• **WHAT TO DO**: Please retype the records below exactly as they appear, but leave out the pictures.

### SUPPLIED MATERIAL ###

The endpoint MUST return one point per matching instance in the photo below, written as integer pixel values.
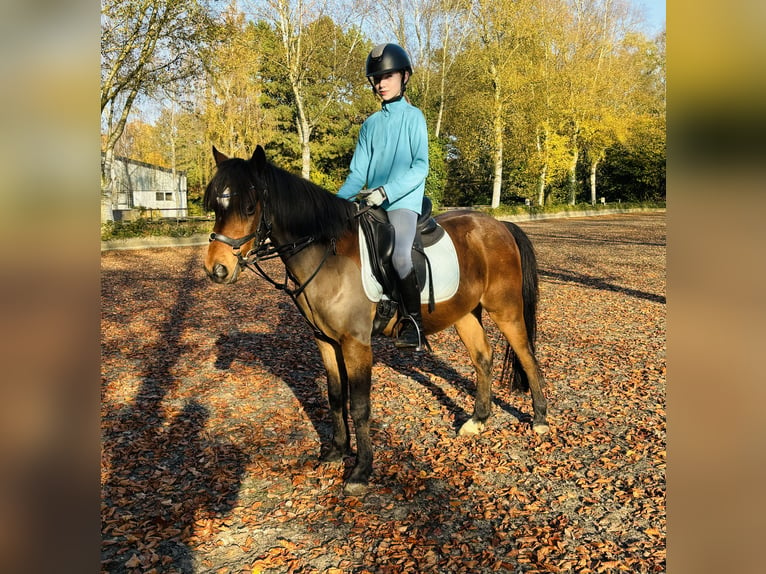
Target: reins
(266, 249)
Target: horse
(262, 210)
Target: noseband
(266, 248)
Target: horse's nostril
(220, 271)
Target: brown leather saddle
(379, 234)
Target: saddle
(379, 235)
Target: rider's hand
(375, 196)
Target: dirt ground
(214, 409)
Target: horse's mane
(296, 205)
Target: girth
(379, 235)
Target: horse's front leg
(337, 393)
(357, 358)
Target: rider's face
(388, 85)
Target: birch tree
(504, 29)
(145, 45)
(319, 58)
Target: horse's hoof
(355, 489)
(471, 427)
(330, 458)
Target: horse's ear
(259, 158)
(219, 157)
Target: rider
(390, 164)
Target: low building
(144, 189)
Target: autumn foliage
(214, 409)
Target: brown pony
(262, 210)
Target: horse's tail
(529, 290)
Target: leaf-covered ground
(214, 408)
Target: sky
(654, 14)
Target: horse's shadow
(308, 382)
(421, 366)
(163, 472)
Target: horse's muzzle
(220, 274)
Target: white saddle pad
(444, 265)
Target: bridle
(266, 248)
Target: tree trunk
(573, 176)
(593, 167)
(542, 180)
(497, 180)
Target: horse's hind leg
(516, 335)
(337, 393)
(472, 334)
(357, 358)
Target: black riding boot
(411, 323)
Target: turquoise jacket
(392, 151)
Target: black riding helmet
(386, 58)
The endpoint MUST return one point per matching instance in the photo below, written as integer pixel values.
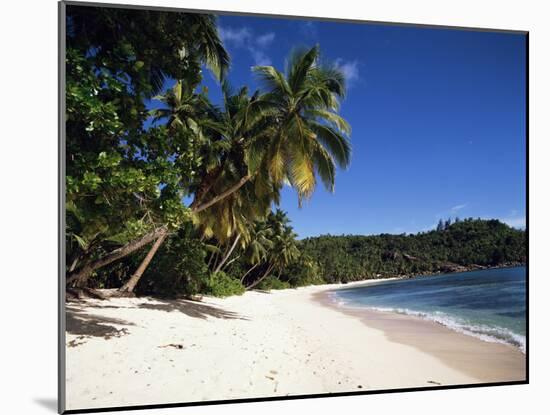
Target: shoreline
(257, 345)
(487, 361)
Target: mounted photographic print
(264, 207)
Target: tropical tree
(116, 202)
(308, 137)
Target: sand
(142, 351)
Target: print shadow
(49, 403)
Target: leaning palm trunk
(249, 271)
(147, 260)
(134, 279)
(81, 277)
(227, 254)
(269, 269)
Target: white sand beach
(142, 351)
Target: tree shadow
(82, 324)
(192, 309)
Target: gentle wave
(480, 331)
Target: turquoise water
(489, 304)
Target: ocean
(488, 304)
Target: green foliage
(222, 285)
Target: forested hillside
(467, 244)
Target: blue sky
(438, 119)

###

• **OUTPUT FOR THIS EXERCISE**:
The endpoint MUST return one point per matching instance in the photo below, written as integer pixel values.
Target: reins
(266, 249)
Target: horse
(262, 210)
Target: noseband
(266, 248)
Target: horse's nostril
(220, 271)
Target: brown leather saddle
(379, 234)
Target: saddle
(379, 235)
Target: rider's hand
(375, 196)
Target: dirt ground
(214, 409)
Target: horse's mane
(296, 205)
Target: girth
(379, 235)
Target: horse's front leg
(337, 393)
(357, 358)
Target: rider's face
(388, 85)
Target: birch tree
(504, 29)
(145, 45)
(319, 58)
Target: horse's hoof
(355, 489)
(471, 427)
(330, 458)
Target: horse's ear
(259, 158)
(219, 157)
Target: rider
(390, 164)
Target: low building
(144, 189)
Target: autumn foliage
(214, 409)
Target: brown pony
(262, 210)
Target: horse's tail
(529, 290)
Target: leaf-covered ground
(214, 408)
Target: sky
(654, 14)
Target: horse's shadow
(308, 382)
(421, 366)
(163, 472)
Target: horse's muzzle
(220, 274)
Target: white saddle pad
(444, 265)
Target: bridle
(266, 248)
Target: tree trunk
(573, 176)
(593, 167)
(542, 180)
(497, 180)
Target: horse's hind leg
(516, 335)
(337, 393)
(472, 334)
(357, 358)
Target: black riding boot
(411, 323)
Target: turquoise jacket
(392, 151)
Target: black riding helmet
(386, 58)
The endpoint MUST return one point per matching instance in the photo below, written as integer pixel values.
Target: shoreline
(257, 345)
(487, 361)
Target: mounted photographic print
(264, 207)
Target: tropical tree
(116, 202)
(308, 137)
Target: sand
(142, 351)
Target: print shadow
(49, 403)
Target: leaning palm trunk
(249, 271)
(147, 260)
(134, 279)
(81, 277)
(227, 254)
(269, 269)
Target: white sand beach
(142, 351)
Target: tree shadow
(82, 324)
(192, 309)
Target: gentle wave
(480, 331)
Target: turquoise water
(489, 304)
Target: ocean
(488, 304)
Target: green foliage
(222, 285)
Target: forested hillside
(467, 244)
Target: blue sky
(438, 119)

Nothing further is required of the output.